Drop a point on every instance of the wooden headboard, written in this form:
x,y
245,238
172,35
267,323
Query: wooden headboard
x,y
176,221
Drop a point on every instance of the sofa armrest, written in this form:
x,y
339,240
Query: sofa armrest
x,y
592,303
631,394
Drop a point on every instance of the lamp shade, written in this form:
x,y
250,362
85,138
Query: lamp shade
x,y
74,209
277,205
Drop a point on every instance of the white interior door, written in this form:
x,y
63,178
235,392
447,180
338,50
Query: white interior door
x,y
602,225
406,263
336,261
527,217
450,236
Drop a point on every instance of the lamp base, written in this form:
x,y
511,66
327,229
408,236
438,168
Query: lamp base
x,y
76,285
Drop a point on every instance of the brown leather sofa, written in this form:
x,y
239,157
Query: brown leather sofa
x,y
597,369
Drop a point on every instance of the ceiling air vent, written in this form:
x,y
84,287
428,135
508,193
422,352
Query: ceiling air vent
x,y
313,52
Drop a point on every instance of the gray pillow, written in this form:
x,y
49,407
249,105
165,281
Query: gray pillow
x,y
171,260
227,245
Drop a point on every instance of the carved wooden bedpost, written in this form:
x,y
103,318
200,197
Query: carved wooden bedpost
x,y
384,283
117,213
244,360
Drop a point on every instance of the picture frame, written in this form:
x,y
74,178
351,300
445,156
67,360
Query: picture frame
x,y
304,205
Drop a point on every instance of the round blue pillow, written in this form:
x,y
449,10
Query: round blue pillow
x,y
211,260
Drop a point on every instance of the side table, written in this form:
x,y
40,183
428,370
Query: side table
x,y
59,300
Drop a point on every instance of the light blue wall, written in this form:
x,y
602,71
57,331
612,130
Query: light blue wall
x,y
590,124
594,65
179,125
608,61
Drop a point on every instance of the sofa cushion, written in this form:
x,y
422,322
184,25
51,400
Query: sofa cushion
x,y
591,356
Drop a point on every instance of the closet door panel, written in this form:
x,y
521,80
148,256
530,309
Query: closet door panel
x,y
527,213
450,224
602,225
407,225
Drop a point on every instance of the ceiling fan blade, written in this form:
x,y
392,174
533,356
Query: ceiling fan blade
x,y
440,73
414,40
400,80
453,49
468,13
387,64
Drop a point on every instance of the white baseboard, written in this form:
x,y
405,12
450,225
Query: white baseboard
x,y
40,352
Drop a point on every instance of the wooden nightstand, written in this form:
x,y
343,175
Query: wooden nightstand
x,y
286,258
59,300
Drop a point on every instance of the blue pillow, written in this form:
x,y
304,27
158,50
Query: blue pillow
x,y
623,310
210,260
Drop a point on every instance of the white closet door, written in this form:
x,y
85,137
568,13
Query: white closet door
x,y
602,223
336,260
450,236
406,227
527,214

▸ EXERCISE DIRECTIONS:
Render every line of the entries above as one numbered list, leaving out blank lines.

▸ SOLUTION TO THE PROBLEM:
1. Drop a point on every instance of the wooden headboard, written in this form:
2. x,y
3. 245,238
4. 172,35
5. 267,323
6. Query: wooden headboard
7. x,y
8. 176,221
9. Drop a point on every instance of the sofa armrest, written in this form:
10. x,y
11. 339,240
12. Query: sofa armrest
13. x,y
14. 592,303
15. 631,394
16. Drop a point on every instance of the lamp shade, written in this form:
17. x,y
18. 250,362
19. 85,138
20. Query: lamp shade
21. x,y
22. 74,209
23. 277,205
24. Drop a point on every instance of the white interior door, written in this form:
25. x,y
26. 63,178
27. 235,392
28. 447,180
29. 338,50
30. Query: white interior door
31. x,y
32. 602,225
33. 406,263
34. 336,261
35. 527,217
36. 450,236
37. Drop a point on every instance of the lamp base, written in this form:
38. x,y
39. 511,66
40. 327,229
41. 408,236
42. 438,168
43. Query: lamp base
44. x,y
45. 76,285
46. Drop a point on every instance of the brown leather sofa, written in this form:
47. x,y
48. 239,157
49. Query: brown leather sofa
50. x,y
51. 597,369
52. Drop a point on every instance of the ceiling air vent, written in this form:
53. x,y
54. 84,287
55. 428,135
56. 508,193
57. 422,352
58. Query: ceiling air vent
59. x,y
60. 313,52
61. Drop a point on every instance of the gray pillow, written in this form:
62. x,y
63. 49,407
64. 249,105
65. 165,281
66. Query: gray pillow
67. x,y
68. 171,260
69. 227,245
70. Drop a point on every instance of the carved wooden bedpost, written in this form:
71. x,y
72. 103,318
73. 200,197
74. Query: carved wooden bedpost
75. x,y
76. 384,283
77. 117,213
78. 244,360
79. Drop a point on every instance of the picture frame, written in this form:
80. x,y
81. 74,178
82. 351,300
83. 445,156
84. 67,360
85. Query: picture frame
86. x,y
87. 304,205
88. Drop a point on every instance of the round blue pillow, written in this form:
89. x,y
90. 449,10
91. Query: round blue pillow
92. x,y
93. 211,260
94. Drop a point on every instance of the side table, written in this form:
95. x,y
96. 40,183
97. 428,370
98. Query: side table
99. x,y
100. 59,300
101. Drop a point on every instance of the light blue wall, written in this form:
102. x,y
103. 602,71
104. 57,331
105. 612,130
106. Query: light blue wall
107. x,y
108. 590,124
109. 594,65
110. 179,125
111. 608,61
112. Drop a point on every instance of the sofa cushion, written in this form:
113. x,y
114. 422,322
115. 184,25
116. 51,400
117. Query: sofa cushion
118. x,y
119. 591,356
120. Drop a point on every instance of the closet door panel, written in this form:
121. x,y
122. 521,80
123. 148,256
124. 530,309
125. Query: closet door panel
126. x,y
127. 527,213
128. 450,224
129. 602,225
130. 407,225
131. Drop a point on every instance of the ceiling fan blade, written in this form:
132. x,y
133. 392,174
134. 533,356
135. Query: ceiling fan blade
136. x,y
137. 440,73
138. 414,40
139. 400,80
140. 453,49
141. 468,13
142. 387,64
143. Drop a point on every instance of the white baseboard, written in this form:
144. x,y
145. 405,12
146. 450,225
147. Query: white baseboard
148. x,y
149. 40,352
150. Drop a point on every instance of the wooden nightstand, written in this form:
151. x,y
152. 343,175
153. Query: wooden nightstand
154. x,y
155. 286,258
156. 59,300
157. Drop a point on every instance of the blue pillow, written in this form:
158. x,y
159. 304,27
160. 158,50
161. Query: blue pillow
162. x,y
163. 623,310
164. 210,260
165. Drop a point on every instance of the white closet door, written in this form:
166. x,y
167. 85,137
168. 568,13
169. Query: white closet door
170. x,y
171. 602,223
172. 336,260
173. 450,236
174. 406,227
175. 527,214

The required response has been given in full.